▸ **Tasks for this exercise**:
a: The Freedom House report on Mauritania below gives several ratings scored from 1 (best) to 7 (worst). List the names of those ratings.
b: Pick up the Freedom House report on Mauritania below after its last sentence and keep writing it.

Mauritania | Freedom House

Freedom in the World



Freedom in the World 2008

2008 Scores


Partly Free

Freedom Rating
(1 = best, 7 = worst)


Civil Liberties
(1 = best, 7 = worst)


Political Rights
(1 = best, 7 = worst)

Ratings Change: 

Mauritania’s political rights rating improved from 5 to 4 due to the election of President Sidi Ould Cheikh Abdellahi in March 2007, which was deemed free and fair by observers.

Mauritania’s two-year, military-led transition from authoritarian rule culminated in March 2007 with the victory of Sidi Ould Cheikh Abdellahi as the country’s first democratically elected president, in polls that were judged to be free and fair by observers. In July 2007, Abdellahi invited tens of thousands of Mauritanians expelled to Senegal and Mali nearly 20 years earlier to return, and at year’s end, the government was finalizing plans for their repatriation expected to begin in early 2008. Although media freedoms have improved since 2005, independent journalists continued to face threats of detention, imprisonment, and physical harm for content that was considered libelous, and private broadcasting remained forbidden. Tens of thousands of black Mauritanians remained effectively enslaved, and while legislation was passed in August 2007 to criminalize slavery, it had yet to be tested in practice.

▸ **Supplied information**:
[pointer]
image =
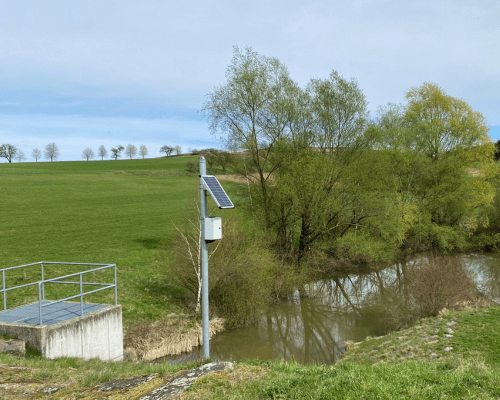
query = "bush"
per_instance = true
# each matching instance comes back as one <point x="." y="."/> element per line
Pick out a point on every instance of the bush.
<point x="240" y="270"/>
<point x="429" y="285"/>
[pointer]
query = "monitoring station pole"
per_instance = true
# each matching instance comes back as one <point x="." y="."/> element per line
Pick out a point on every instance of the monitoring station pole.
<point x="211" y="230"/>
<point x="204" y="261"/>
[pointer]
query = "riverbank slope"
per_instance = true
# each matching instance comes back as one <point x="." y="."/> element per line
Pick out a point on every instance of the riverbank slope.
<point x="453" y="355"/>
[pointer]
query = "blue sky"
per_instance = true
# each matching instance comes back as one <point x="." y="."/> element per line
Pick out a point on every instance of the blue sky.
<point x="86" y="73"/>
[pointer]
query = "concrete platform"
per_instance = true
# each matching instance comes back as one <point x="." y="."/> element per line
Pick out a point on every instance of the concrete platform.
<point x="65" y="333"/>
<point x="51" y="314"/>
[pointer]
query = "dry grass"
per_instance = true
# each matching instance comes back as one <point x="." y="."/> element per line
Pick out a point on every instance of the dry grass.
<point x="168" y="337"/>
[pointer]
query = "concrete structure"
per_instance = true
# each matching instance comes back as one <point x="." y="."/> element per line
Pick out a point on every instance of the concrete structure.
<point x="96" y="334"/>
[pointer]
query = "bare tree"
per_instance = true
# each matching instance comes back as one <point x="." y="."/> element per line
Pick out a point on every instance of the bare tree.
<point x="143" y="151"/>
<point x="116" y="151"/>
<point x="8" y="151"/>
<point x="36" y="154"/>
<point x="51" y="151"/>
<point x="102" y="152"/>
<point x="88" y="153"/>
<point x="20" y="156"/>
<point x="167" y="150"/>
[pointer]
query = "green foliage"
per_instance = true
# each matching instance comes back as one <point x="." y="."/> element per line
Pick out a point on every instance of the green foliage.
<point x="326" y="179"/>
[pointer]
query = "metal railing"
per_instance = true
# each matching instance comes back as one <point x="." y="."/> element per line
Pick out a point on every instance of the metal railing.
<point x="41" y="284"/>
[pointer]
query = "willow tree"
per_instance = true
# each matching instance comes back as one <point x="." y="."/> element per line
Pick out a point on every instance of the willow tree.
<point x="321" y="186"/>
<point x="443" y="158"/>
<point x="251" y="112"/>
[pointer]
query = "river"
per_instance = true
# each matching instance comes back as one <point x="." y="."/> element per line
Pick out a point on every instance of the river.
<point x="313" y="326"/>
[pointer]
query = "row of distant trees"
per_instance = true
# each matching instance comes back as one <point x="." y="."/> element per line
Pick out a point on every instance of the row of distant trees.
<point x="51" y="152"/>
<point x="11" y="152"/>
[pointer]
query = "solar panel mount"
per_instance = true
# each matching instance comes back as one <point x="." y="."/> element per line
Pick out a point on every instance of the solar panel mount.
<point x="216" y="191"/>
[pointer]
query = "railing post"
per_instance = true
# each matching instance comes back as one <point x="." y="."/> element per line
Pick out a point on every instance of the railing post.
<point x="81" y="295"/>
<point x="39" y="304"/>
<point x="43" y="286"/>
<point x="116" y="290"/>
<point x="4" y="292"/>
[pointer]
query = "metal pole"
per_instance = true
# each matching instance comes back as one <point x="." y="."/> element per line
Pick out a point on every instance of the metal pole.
<point x="116" y="290"/>
<point x="4" y="292"/>
<point x="43" y="286"/>
<point x="39" y="304"/>
<point x="204" y="262"/>
<point x="81" y="295"/>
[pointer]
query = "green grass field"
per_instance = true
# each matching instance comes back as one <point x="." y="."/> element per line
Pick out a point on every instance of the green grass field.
<point x="96" y="212"/>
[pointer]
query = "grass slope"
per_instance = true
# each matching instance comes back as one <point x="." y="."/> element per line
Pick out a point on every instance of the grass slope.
<point x="96" y="212"/>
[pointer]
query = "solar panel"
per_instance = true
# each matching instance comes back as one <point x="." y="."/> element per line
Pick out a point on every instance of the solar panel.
<point x="217" y="192"/>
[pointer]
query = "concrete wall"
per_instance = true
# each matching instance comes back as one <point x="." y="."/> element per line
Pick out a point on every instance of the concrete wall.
<point x="95" y="335"/>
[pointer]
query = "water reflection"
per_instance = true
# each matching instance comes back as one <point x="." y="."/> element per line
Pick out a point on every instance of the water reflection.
<point x="314" y="324"/>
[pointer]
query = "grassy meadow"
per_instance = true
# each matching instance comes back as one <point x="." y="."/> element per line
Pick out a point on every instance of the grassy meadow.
<point x="114" y="212"/>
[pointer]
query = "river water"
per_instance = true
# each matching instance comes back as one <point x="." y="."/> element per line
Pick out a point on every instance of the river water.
<point x="313" y="326"/>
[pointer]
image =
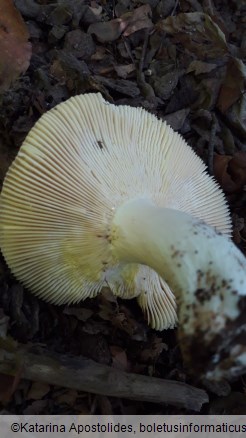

▸ **Answers**:
a: Freedom Rating, Civil Liberties, Political Rights

b:
Following independence from France in 1960, Mauritania was ruled by a series of civilian and military authoritarian regimes. In 1984, Colonel Maaouya Ould Sidi Ahmed Taya ousted President Mohamed Khouna Ould Haidallah. Although Taya introduced a multiparty system in 1991, the absence of an independent electoral commission and the abuse of state resources devalued his presidential electoral victories in 1992 and 1997. The main opposition parties boycotted the 1996 legislative and 1997 presidential elections.

In 2001 legislative elections, Taya’s Democratic and Social Republican Party (PRDS) was the only party to field candidates for all of the National Assembly’s 81 seats, and the electoral law was modified to ban independent candidates. The PRDS won 64 seats, while opposition parties won 17.

A failed coup attempt triggered two days of fighting in the capital in June 2003. Although a number of electoral reforms were implemented prior to the November 2003 presidential election, media coverage favored Taya, civil society groups were barred from monitoring the polls, and most foreign observers declined to participate after the main challenger, former president Haidallah, was briefly detained on the eve of the vote. Taya was declared the winner with 67 percent of the ballots.

In September 2004, the government accused Burkina Faso and Libya of backing disgruntled soldiers in another foiled coup attempt. Three opposition leaders, including Haidallah, were detained in November and put on trial for coup plots, along with 170 military personnel. Although Haidallah and most of the others were acquitted in February 2005, four soldiers received life sentences.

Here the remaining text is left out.